_JOB_. Please rewrite the material below as a numbered list of its lines, skipping any blank lines and leaving the pictures out.

_ITEMS_.
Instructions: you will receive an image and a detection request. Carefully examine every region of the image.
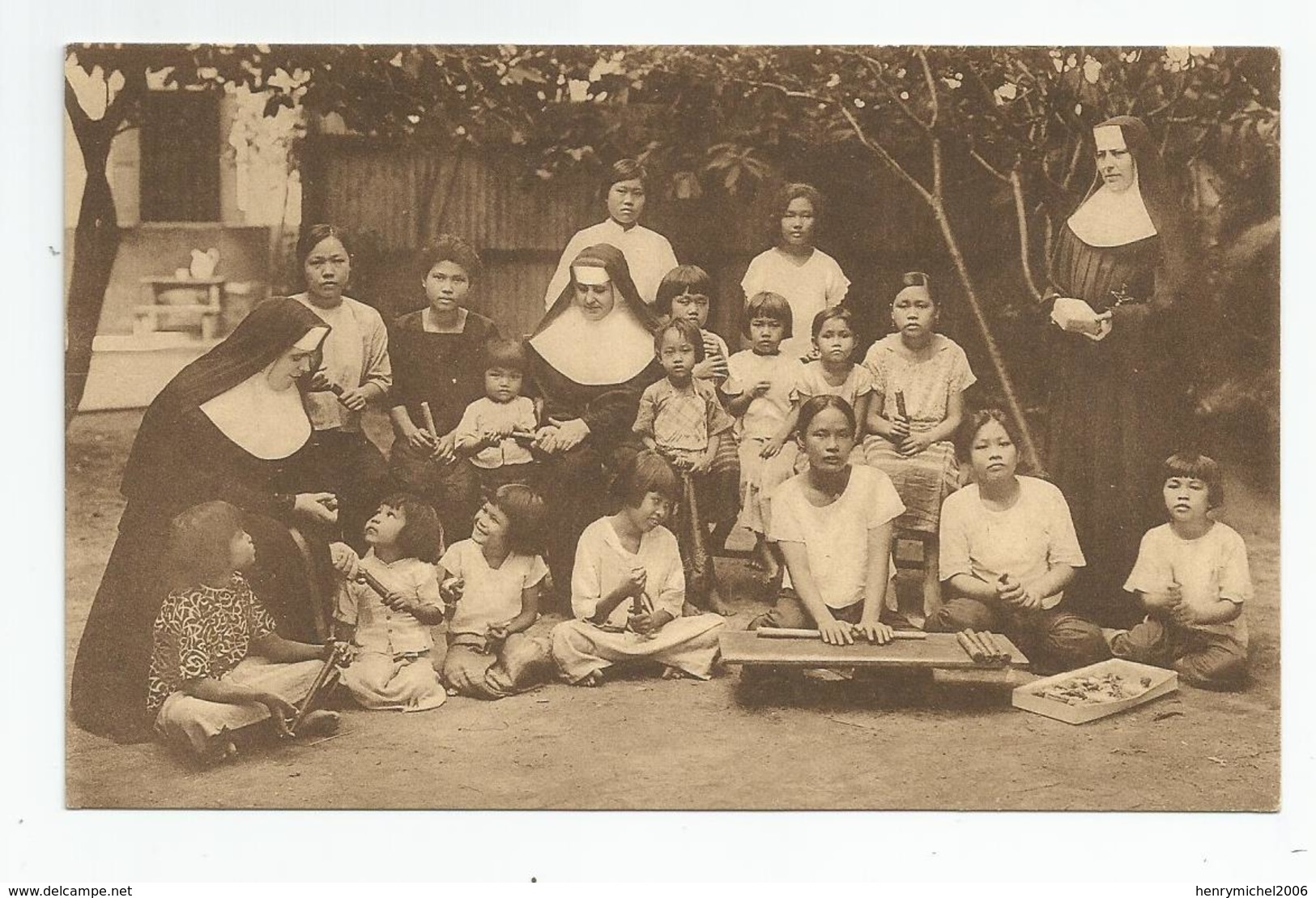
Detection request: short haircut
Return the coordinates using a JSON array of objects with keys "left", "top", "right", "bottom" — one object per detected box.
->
[
  {"left": 612, "top": 449, "right": 680, "bottom": 509},
  {"left": 741, "top": 290, "right": 795, "bottom": 338},
  {"left": 654, "top": 319, "right": 704, "bottom": 362},
  {"left": 654, "top": 265, "right": 713, "bottom": 315},
  {"left": 379, "top": 492, "right": 444, "bottom": 564},
  {"left": 1161, "top": 452, "right": 1225, "bottom": 509},
  {"left": 795, "top": 393, "right": 859, "bottom": 436},
  {"left": 956, "top": 408, "right": 1023, "bottom": 463},
  {"left": 484, "top": 337, "right": 529, "bottom": 374},
  {"left": 297, "top": 223, "right": 353, "bottom": 265},
  {"left": 168, "top": 500, "right": 242, "bottom": 589},
  {"left": 769, "top": 183, "right": 824, "bottom": 236},
  {"left": 488, "top": 483, "right": 546, "bottom": 555},
  {"left": 604, "top": 160, "right": 649, "bottom": 189},
  {"left": 417, "top": 234, "right": 484, "bottom": 283},
  {"left": 813, "top": 305, "right": 854, "bottom": 340}
]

_RESPONSE_.
1. Instructions: you will receive an image and a detection request. Carefully examine every region of the image.
2. Detection request: short haircut
3. Return the coordinates using a JSON array of objects with keys "left", "top", "right", "bottom" — one object per detected box.
4. ->
5. [
6.   {"left": 612, "top": 449, "right": 680, "bottom": 509},
7.   {"left": 741, "top": 290, "right": 795, "bottom": 338},
8.   {"left": 654, "top": 319, "right": 704, "bottom": 362},
9.   {"left": 654, "top": 265, "right": 713, "bottom": 315},
10.   {"left": 379, "top": 492, "right": 444, "bottom": 564},
11.   {"left": 1161, "top": 452, "right": 1225, "bottom": 509},
12.   {"left": 795, "top": 393, "right": 859, "bottom": 436},
13.   {"left": 956, "top": 408, "right": 1023, "bottom": 463},
14.   {"left": 484, "top": 337, "right": 529, "bottom": 374},
15.   {"left": 297, "top": 223, "right": 353, "bottom": 265},
16.   {"left": 168, "top": 500, "right": 242, "bottom": 589},
17.   {"left": 769, "top": 183, "right": 824, "bottom": 236},
18.   {"left": 488, "top": 483, "right": 546, "bottom": 555},
19.   {"left": 604, "top": 160, "right": 649, "bottom": 189},
20.   {"left": 417, "top": 234, "right": 484, "bottom": 283},
21.   {"left": 813, "top": 305, "right": 854, "bottom": 340}
22. ]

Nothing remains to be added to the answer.